> [What the exercise asks]: Look through the data that follows and copy each line with the string "mountain".

──────────

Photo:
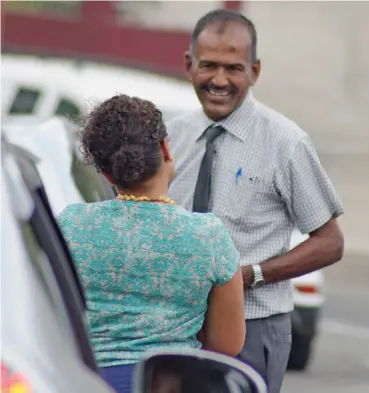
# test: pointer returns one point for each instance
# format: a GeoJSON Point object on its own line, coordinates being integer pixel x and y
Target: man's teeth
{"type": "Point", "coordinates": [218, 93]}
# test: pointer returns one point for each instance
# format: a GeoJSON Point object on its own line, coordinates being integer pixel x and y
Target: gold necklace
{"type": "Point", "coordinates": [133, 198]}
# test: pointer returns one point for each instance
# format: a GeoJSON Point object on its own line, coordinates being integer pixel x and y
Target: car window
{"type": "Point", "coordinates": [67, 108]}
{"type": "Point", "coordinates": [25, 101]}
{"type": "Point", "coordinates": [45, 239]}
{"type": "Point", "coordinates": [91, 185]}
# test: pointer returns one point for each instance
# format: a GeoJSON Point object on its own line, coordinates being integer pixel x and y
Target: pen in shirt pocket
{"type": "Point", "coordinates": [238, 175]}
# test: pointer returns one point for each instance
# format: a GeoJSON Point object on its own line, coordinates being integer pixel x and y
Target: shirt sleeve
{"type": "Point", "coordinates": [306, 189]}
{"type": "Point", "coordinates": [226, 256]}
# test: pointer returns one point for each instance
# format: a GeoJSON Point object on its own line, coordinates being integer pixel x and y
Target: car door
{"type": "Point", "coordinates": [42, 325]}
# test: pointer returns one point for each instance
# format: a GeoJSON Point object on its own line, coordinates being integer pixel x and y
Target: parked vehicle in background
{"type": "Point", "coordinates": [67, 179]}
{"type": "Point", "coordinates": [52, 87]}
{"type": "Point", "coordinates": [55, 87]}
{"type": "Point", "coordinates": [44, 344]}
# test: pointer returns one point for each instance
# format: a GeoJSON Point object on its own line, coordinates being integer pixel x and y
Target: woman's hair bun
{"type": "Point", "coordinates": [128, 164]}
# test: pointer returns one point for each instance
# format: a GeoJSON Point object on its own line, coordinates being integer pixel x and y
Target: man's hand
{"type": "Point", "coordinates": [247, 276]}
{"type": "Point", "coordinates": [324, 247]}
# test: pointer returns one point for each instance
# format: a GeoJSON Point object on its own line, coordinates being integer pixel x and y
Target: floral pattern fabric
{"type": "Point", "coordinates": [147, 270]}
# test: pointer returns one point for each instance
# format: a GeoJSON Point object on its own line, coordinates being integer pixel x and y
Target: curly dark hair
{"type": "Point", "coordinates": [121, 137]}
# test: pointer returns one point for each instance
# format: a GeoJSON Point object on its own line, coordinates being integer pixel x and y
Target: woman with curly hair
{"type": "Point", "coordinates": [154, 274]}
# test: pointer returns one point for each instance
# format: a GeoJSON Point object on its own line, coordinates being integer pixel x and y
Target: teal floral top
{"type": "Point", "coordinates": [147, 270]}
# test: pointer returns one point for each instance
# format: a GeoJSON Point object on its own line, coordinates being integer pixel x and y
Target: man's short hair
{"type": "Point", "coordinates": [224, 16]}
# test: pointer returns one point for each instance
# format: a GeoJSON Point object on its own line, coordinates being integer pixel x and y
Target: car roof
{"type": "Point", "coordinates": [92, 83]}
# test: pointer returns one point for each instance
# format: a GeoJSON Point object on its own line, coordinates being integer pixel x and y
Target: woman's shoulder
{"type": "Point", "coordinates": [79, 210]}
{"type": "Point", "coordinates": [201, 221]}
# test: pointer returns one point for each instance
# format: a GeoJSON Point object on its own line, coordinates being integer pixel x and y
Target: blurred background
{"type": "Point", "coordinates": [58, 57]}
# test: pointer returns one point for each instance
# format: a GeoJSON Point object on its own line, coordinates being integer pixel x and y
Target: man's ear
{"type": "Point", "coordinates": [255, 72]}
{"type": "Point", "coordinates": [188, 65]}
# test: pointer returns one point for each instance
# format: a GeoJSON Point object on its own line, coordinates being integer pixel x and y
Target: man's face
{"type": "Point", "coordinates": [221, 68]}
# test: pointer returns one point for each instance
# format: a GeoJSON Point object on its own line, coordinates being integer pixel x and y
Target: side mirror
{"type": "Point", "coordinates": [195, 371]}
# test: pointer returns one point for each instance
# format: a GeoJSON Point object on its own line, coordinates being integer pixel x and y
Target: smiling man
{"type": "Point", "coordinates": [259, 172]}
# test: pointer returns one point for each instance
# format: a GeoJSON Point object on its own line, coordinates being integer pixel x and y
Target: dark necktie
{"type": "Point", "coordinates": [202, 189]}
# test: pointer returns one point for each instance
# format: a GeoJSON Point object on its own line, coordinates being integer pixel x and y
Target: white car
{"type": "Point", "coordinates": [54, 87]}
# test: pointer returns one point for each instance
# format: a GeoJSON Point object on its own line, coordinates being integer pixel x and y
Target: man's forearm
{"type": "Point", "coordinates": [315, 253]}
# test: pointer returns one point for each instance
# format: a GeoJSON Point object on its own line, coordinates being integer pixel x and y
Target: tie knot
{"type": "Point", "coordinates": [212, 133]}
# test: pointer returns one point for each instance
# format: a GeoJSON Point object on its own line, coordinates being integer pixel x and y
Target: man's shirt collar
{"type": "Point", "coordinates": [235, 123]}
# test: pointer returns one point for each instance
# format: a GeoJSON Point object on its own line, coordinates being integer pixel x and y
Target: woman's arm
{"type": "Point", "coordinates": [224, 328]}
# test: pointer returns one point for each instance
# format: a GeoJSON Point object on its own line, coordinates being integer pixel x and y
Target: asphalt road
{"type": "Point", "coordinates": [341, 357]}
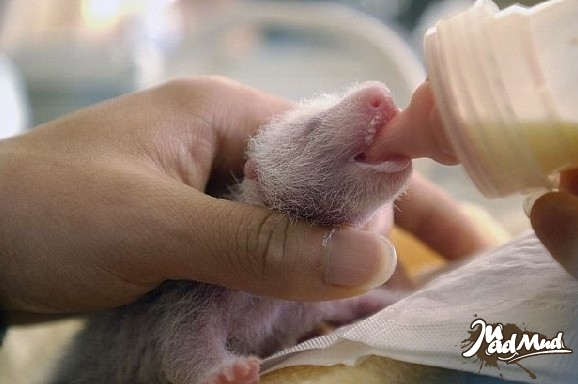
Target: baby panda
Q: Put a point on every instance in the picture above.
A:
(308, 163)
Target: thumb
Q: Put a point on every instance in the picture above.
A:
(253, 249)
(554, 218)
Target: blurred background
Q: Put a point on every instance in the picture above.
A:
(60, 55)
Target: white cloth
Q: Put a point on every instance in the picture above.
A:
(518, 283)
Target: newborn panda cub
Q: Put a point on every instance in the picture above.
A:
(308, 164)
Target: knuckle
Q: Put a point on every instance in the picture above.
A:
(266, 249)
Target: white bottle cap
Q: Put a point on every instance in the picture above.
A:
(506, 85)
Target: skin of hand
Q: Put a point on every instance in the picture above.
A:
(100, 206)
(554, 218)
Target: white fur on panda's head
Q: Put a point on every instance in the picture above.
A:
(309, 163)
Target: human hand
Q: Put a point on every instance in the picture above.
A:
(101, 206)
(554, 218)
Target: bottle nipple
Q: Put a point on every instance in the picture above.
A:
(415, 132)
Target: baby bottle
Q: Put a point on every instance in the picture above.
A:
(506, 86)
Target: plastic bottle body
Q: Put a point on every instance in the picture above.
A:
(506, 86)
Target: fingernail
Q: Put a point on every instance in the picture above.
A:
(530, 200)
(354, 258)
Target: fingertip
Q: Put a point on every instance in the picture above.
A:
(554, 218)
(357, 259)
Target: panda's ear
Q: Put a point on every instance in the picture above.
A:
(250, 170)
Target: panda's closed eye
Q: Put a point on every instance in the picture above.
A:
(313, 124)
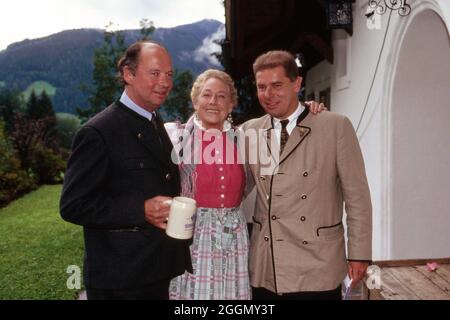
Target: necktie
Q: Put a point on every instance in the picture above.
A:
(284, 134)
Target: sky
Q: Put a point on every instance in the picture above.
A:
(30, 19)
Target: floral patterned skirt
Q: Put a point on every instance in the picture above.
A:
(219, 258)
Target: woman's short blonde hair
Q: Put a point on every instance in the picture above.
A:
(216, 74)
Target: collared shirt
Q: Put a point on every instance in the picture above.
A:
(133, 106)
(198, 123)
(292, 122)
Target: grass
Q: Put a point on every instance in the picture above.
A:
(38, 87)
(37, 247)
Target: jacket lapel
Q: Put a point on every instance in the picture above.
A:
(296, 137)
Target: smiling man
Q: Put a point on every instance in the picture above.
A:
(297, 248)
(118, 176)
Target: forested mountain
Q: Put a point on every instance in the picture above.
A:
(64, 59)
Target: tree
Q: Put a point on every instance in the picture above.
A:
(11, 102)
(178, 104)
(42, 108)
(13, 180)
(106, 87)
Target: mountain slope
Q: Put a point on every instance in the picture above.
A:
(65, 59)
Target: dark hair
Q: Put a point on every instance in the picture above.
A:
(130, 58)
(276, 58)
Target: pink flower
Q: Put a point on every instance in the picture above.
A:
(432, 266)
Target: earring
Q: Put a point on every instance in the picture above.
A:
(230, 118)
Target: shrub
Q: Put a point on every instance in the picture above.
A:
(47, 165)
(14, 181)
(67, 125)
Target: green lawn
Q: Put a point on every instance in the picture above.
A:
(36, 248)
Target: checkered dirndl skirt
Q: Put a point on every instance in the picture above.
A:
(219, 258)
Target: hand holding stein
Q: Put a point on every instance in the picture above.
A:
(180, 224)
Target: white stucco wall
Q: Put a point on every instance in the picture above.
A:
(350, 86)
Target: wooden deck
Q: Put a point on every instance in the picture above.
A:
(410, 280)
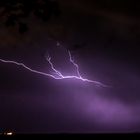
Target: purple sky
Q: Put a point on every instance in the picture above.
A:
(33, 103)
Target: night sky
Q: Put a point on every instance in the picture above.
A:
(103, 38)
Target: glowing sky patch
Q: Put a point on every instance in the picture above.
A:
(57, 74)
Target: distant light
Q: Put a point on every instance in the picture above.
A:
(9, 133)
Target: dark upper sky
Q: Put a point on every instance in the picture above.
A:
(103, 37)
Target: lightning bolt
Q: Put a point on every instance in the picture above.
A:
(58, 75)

──────────

> [Response area]:
Target: forested mountain
Target: mountain slope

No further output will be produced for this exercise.